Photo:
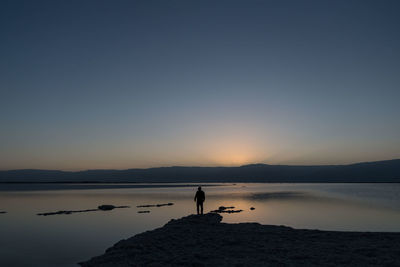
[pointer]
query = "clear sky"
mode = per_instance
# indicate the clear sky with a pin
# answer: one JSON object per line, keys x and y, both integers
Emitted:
{"x": 124, "y": 84}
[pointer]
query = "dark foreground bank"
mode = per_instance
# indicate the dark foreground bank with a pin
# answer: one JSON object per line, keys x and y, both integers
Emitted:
{"x": 205, "y": 241}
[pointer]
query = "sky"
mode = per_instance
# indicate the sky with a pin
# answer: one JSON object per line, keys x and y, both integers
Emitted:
{"x": 135, "y": 84}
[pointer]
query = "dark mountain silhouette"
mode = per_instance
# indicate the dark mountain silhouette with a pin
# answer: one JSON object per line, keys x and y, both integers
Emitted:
{"x": 379, "y": 171}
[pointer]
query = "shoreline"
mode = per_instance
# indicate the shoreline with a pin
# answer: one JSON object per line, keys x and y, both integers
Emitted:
{"x": 206, "y": 241}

——————————

## EXERCISE GOAL
Copy out each line of the listing where the string "dark" appears.

## TASK RESPONSE
query = "dark foreground bank"
# indicate the dark foreground bank with a pin
query = "dark mountain silhouette"
# indicate the dark mountain silhouette with a pin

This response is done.